*Data rows*
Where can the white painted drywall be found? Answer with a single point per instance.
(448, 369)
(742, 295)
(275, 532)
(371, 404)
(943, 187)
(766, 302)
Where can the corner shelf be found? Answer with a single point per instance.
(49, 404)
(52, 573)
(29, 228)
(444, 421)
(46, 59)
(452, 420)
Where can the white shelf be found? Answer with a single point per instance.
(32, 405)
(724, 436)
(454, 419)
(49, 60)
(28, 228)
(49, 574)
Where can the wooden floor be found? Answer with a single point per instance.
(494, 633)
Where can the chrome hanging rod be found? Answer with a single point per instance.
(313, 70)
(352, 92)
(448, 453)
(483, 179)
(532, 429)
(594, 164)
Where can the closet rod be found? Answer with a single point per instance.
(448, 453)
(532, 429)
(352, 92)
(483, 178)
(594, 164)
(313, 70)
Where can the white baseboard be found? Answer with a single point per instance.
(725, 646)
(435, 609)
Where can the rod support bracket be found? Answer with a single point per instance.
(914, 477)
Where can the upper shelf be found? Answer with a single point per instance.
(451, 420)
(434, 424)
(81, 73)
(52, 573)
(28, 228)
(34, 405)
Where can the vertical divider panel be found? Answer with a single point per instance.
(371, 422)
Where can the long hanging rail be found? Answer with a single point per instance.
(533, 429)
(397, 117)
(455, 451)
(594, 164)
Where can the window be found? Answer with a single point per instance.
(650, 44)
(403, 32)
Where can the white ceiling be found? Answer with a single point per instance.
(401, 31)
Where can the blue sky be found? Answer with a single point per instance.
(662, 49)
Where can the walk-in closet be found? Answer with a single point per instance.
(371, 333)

---

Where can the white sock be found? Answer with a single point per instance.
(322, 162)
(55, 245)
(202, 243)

*The exercise*
How many lines in the records above contain the string "shelf"? Reply with the number alone.

*Exercise output*
3